What the exercise asks: Please report every line in the entries that contains the string "outline".

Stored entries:
'''
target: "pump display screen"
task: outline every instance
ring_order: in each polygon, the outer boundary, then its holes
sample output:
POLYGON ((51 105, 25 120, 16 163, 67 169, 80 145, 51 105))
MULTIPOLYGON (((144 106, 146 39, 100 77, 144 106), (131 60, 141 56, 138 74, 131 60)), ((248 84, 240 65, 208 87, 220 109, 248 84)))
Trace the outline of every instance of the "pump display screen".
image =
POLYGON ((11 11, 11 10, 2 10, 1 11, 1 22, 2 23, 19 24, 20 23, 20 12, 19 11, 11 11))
'''
Response area:
task: outline every instance
Trace the outline of every instance of the "pump display screen".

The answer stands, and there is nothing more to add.